Observed RVs of Different Lengths in a Linear Model


First, thank you for the amazing work on PyMC3.

I’m trying to build a linear model where the independent variables are not the same length. Using the actual values or creating ObservedRVs gives me an Input dimension mis-match. As a workaround, a colleague suggested creating two parameters, one that is observed and one that isn’t that share hyper-parameters, then use the UnobservedRVs in the linear model. This works to some extent, as the trace for the UnobservedRV matches the sample_ppc for the ObservedRV, but I can’t get the hyper-parameters to converge and I get some pretty wonky traceplots.

Is this the correct way to go about building a linear model with different length independent variables? Is there another option I can try?

Here’s a snippet of how I’m sharing parameters between the RVs, I can provide the full code if that will help

with pm.Model() as model:
    # Priors for gene expression
    hyper_shape = len(genes) * len(datasets)
══════════
Required work: Rewrite the post on observed RVs of different lengths, starting with "Observed RVs of" and going on through "pretty wonky traceplots.", with "colleague" replaced by "coworker".
══════════
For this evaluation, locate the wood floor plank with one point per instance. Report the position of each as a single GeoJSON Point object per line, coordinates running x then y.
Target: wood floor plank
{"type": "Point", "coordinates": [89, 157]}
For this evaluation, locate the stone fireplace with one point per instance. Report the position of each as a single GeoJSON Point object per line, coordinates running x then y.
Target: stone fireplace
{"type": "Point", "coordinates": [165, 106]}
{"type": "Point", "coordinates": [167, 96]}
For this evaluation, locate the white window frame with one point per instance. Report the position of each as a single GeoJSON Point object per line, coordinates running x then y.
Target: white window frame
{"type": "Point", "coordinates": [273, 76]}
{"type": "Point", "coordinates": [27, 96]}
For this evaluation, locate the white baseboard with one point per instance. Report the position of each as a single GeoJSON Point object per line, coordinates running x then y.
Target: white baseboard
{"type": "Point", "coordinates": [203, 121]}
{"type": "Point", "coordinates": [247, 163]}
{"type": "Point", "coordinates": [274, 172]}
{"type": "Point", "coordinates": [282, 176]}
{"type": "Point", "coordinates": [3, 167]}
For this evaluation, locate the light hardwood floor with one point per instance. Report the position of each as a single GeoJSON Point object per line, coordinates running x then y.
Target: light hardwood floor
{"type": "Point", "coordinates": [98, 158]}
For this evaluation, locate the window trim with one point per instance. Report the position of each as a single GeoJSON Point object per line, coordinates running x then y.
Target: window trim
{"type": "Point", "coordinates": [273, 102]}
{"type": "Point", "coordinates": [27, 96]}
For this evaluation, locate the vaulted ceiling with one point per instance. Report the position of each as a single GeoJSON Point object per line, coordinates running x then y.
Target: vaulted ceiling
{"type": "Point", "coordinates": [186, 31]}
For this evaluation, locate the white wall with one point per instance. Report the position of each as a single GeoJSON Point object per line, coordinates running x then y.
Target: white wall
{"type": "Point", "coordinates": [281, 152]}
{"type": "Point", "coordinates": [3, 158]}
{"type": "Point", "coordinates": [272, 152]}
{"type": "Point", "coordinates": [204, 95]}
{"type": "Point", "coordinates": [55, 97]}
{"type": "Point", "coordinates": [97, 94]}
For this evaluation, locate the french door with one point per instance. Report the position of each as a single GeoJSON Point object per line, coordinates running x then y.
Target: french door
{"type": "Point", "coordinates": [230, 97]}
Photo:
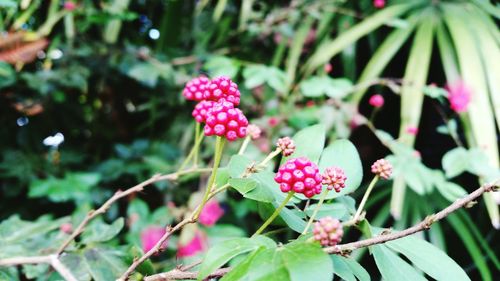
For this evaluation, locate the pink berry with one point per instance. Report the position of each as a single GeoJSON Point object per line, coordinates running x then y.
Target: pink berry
{"type": "Point", "coordinates": [379, 4]}
{"type": "Point", "coordinates": [150, 236]}
{"type": "Point", "coordinates": [196, 88]}
{"type": "Point", "coordinates": [286, 145]}
{"type": "Point", "coordinates": [224, 120]}
{"type": "Point", "coordinates": [328, 231]}
{"type": "Point", "coordinates": [201, 109]}
{"type": "Point", "coordinates": [382, 168]}
{"type": "Point", "coordinates": [223, 88]}
{"type": "Point", "coordinates": [376, 101]}
{"type": "Point", "coordinates": [254, 131]}
{"type": "Point", "coordinates": [211, 213]}
{"type": "Point", "coordinates": [299, 175]}
{"type": "Point", "coordinates": [334, 178]}
{"type": "Point", "coordinates": [412, 130]}
{"type": "Point", "coordinates": [69, 6]}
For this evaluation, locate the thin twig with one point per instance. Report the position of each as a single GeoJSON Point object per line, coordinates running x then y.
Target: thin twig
{"type": "Point", "coordinates": [177, 274]}
{"type": "Point", "coordinates": [53, 260]}
{"type": "Point", "coordinates": [118, 195]}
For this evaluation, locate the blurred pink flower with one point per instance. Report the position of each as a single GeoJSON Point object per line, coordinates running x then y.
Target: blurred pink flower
{"type": "Point", "coordinates": [211, 213]}
{"type": "Point", "coordinates": [412, 130]}
{"type": "Point", "coordinates": [459, 96]}
{"type": "Point", "coordinates": [376, 101]}
{"type": "Point", "coordinates": [150, 236]}
{"type": "Point", "coordinates": [196, 245]}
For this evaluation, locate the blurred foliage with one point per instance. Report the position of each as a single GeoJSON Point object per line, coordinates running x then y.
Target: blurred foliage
{"type": "Point", "coordinates": [108, 76]}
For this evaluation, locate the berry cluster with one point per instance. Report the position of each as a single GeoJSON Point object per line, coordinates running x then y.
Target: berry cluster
{"type": "Point", "coordinates": [216, 107]}
{"type": "Point", "coordinates": [286, 145]}
{"type": "Point", "coordinates": [334, 178]}
{"type": "Point", "coordinates": [328, 231]}
{"type": "Point", "coordinates": [299, 175]}
{"type": "Point", "coordinates": [382, 168]}
{"type": "Point", "coordinates": [225, 120]}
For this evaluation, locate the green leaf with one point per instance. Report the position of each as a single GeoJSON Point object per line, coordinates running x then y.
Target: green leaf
{"type": "Point", "coordinates": [223, 252]}
{"type": "Point", "coordinates": [326, 51]}
{"type": "Point", "coordinates": [220, 65]}
{"type": "Point", "coordinates": [343, 154]}
{"type": "Point", "coordinates": [296, 261]}
{"type": "Point", "coordinates": [348, 269]}
{"type": "Point", "coordinates": [428, 258]}
{"type": "Point", "coordinates": [99, 231]}
{"type": "Point", "coordinates": [309, 143]}
{"type": "Point", "coordinates": [392, 267]}
{"type": "Point", "coordinates": [455, 162]}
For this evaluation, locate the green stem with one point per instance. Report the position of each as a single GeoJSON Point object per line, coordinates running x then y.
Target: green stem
{"type": "Point", "coordinates": [244, 145]}
{"type": "Point", "coordinates": [274, 215]}
{"type": "Point", "coordinates": [219, 146]}
{"type": "Point", "coordinates": [194, 150]}
{"type": "Point", "coordinates": [323, 197]}
{"type": "Point", "coordinates": [365, 198]}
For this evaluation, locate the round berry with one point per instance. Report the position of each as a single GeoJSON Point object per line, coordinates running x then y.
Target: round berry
══════════
Solution to this problem:
Observed RVs of Different Lengths in a Linear Model


First, thank you for the amazing work on PyMC3.

I’m trying to build a linear model where the independent variables are not the same length. Using the actual values or creating ObservedRVs gives me an Input dimension mis-match. As a workaround, a coworker suggested creating two parameters, one that is observed and one that isn’t that share hyper-parameters, then use the UnobservedRVs in the linear model. This works to some extent, as the trace for the UnobservedRV matches the sample_ppc for the ObservedRV, but I can’t get the hyper-parameters to converge and I get some pretty wonky traceplots.